* [EXERCISE DETAILS] Report every line in the records below that contains the word "query", copying each line in full.

## start EXERCISE MATERIAL

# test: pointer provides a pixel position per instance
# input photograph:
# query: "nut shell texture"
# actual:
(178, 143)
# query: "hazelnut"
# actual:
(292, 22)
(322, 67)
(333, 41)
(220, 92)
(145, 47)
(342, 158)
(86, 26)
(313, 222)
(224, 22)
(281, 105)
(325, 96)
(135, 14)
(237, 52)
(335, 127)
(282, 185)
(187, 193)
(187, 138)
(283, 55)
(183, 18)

## end EXERCISE MATERIAL
## start EXERCISE MATERIAL

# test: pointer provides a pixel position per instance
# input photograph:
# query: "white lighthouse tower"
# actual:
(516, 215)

## end EXERCISE MATERIAL

* [SOLUTION]
# query: "nut shell texture"
# query: "hazelnut"
# query: "white lighthouse tower"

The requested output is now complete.